Text:

It's worth noting that the XHTML specification (via either the transitional DTD or the strict DTD) requires that the XHTML namespace be the default namespace, but there is no requirement that an XHTML fragment in an Atom feed use the default namespace.

Next, some really simple functions to wrap content in elements:

-- Format a clopen element with a list of attributes.
clopen :: String -> [(String,String)] -> String
clopen s [] = "<" ++ (prefix s) ++ "/>"
clopen s xs = "<" ++ (prefix s) ++ (nv_to_s "" xs) ++ "/>"

-- Wrap a string in an element.
wrap :: String -> String -> String
wrap s t = "<" ++ (prefix s) ++ ">" ++ t ++ "</" ++ (prefix s) ++ ">"

-- If a value is present (i.e., not Nothing), wrap it in an element.
wrap_m :: String -> Maybe String -> String
wrap_m _ Nothing = ""
wrap_m s (Just t) = wrap s t

-- Wrap an element with attributes around a string.
wrap_ :: String -> [(String,String)] -> String -> String
wrap_ s [] t = wrap s t
wrap_ s xs t = "<" ++ (prefix s) ++ (nv_to_s "" xs) ++ ('>':t)
               ++ "</" ++ (prefix s) ++ ">"

wrap_ns :: String -> String -> String
wrap_ns s t = wrap_ s [(_prefix,_uri)] t

-- Format a list of name-value pairs as attributes.
nv_to_s :: String -> [(String,String)] -> String
nv_to_s = foldl att

att :: String -> (String,String) -> String
att s (n,v) = s ++ (' ':(n ++ "=\"" ++ v ++ "\""))

And then just map the various shades of AtomElement onto the functions:

toXml :: AtomElement -> String
toXml (Feed xs) = wrap_ns "feed" (content_ xs)
toXml (Entry xs) = wrap_ns "entry" (content_ xs)

toXml' :: AtomElement -> String
toXml' (Entry xs) = wrap "entry" (content_ xs)
toXml' (Category s) = clopen "category" [("term",s)]
toXml' (Id s) = wrap "id" s
toXml' (Icon s) = wrap "icon" s
toXml' (Link r h) = clopen "link" [("rel",r),("href",h)]
toXml' (Logo s) = wrap "logo" s
toXml' (Published s) = wrap "published" s
toXml' (Updated s) = wrap "updated" s
toXml' (Author s u e) = wrap "author" ((wrap "name" s)
                                       ++ (wrap_m "uri" u)
                                       ++ (wrap_m "email" e))

Given records:
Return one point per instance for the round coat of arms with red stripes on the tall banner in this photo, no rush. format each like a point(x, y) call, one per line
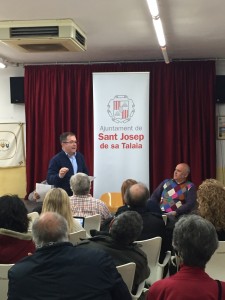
point(121, 109)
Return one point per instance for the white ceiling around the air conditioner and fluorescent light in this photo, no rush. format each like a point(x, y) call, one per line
point(122, 30)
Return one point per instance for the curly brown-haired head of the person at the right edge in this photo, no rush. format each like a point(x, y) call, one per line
point(211, 200)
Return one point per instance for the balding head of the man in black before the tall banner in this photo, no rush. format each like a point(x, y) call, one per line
point(137, 195)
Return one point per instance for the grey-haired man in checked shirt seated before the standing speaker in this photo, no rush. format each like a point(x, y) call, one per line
point(82, 203)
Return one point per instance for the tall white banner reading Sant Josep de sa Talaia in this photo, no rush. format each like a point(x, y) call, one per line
point(121, 130)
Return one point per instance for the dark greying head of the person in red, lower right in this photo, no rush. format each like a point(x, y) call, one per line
point(195, 240)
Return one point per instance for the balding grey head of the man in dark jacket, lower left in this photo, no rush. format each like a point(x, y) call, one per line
point(50, 228)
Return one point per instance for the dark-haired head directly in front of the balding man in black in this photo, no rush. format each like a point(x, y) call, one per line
point(126, 227)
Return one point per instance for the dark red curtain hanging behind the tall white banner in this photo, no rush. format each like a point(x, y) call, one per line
point(182, 115)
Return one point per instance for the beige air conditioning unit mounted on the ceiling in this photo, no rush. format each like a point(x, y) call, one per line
point(61, 35)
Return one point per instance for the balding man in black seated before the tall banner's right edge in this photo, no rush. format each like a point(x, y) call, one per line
point(136, 197)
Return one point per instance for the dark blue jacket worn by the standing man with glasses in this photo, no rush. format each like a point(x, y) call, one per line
point(59, 161)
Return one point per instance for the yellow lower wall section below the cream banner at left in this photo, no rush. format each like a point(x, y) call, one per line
point(13, 181)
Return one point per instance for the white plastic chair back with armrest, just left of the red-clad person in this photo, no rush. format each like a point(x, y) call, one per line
point(152, 248)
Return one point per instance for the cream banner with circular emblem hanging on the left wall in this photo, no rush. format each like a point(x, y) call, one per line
point(11, 145)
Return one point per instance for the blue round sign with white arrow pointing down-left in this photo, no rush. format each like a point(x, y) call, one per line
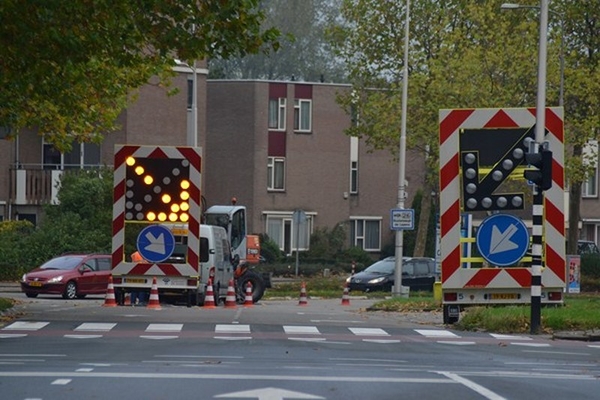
point(502, 239)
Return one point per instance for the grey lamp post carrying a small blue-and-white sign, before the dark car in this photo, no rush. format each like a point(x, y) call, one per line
point(402, 163)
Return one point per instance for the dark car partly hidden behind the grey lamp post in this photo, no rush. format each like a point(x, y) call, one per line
point(418, 273)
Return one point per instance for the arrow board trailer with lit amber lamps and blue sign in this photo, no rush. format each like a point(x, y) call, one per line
point(155, 186)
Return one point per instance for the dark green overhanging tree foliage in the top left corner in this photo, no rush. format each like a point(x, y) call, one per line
point(68, 68)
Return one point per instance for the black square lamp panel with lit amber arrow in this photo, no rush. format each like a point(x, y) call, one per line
point(157, 190)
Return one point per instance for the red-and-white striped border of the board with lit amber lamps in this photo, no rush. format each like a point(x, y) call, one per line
point(119, 265)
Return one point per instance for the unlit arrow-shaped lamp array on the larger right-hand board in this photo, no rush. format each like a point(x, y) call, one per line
point(478, 194)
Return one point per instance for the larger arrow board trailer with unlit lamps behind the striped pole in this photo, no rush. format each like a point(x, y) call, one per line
point(482, 158)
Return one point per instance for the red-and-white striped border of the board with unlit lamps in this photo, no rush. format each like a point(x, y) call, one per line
point(454, 276)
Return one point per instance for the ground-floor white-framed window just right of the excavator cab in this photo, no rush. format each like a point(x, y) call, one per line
point(283, 230)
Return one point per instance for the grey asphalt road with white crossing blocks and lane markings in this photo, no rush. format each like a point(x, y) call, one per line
point(57, 349)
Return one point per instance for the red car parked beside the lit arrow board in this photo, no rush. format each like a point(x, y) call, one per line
point(72, 276)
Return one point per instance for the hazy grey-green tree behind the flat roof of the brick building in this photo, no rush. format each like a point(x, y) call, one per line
point(304, 54)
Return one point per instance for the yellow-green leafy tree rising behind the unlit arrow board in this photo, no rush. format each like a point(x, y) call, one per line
point(462, 54)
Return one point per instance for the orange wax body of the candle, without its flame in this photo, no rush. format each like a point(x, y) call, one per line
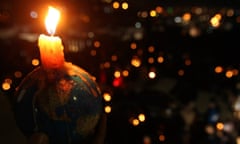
point(51, 51)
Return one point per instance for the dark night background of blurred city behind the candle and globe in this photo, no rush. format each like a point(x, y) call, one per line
point(165, 99)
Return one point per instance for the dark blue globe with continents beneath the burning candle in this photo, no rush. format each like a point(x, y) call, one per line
point(65, 104)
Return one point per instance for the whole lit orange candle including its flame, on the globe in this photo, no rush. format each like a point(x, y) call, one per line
point(51, 48)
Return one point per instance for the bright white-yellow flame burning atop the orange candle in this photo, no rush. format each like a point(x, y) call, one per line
point(51, 20)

Task list:
A - Answer these questions from the text on Atom XML output:
(i) Which namespace does the XHTML specification require to be the default namespace?
(ii) What does wrap_m return when it is given Nothing?
(iii) Which two attributes does toXml' give to a "link" element?
B - From the text on Atom XML output, reproduce the passage between "Next, some really" and "it in an element.", inclusive, substituting "result" for "value".
The items can be left aside.

Task solutions:
A -
(i) The XHTML namespace.
(ii) An empty string.
(iii) rel and href.

B -
Next, some really simple functions to wrap content in elements:

-- Format a clopen element with a list of attributes.
clopen :: String -> [(String,String)] -> String
clopen s [] = "<" ++ (prefix s) ++ "/>"
clopen s xs = "<" ++ (prefix s) ++ (nv_to_s "" xs) ++ "/>"

-- Wrap a string in an element.
wrap :: String -> String -> String
wrap s t = "<" ++ (prefix s) ++ ">" ++ t ++ "</" ++ (prefix s) ++ ">"

-- If a result is present (i.e., not Nothing), wrap it in an element.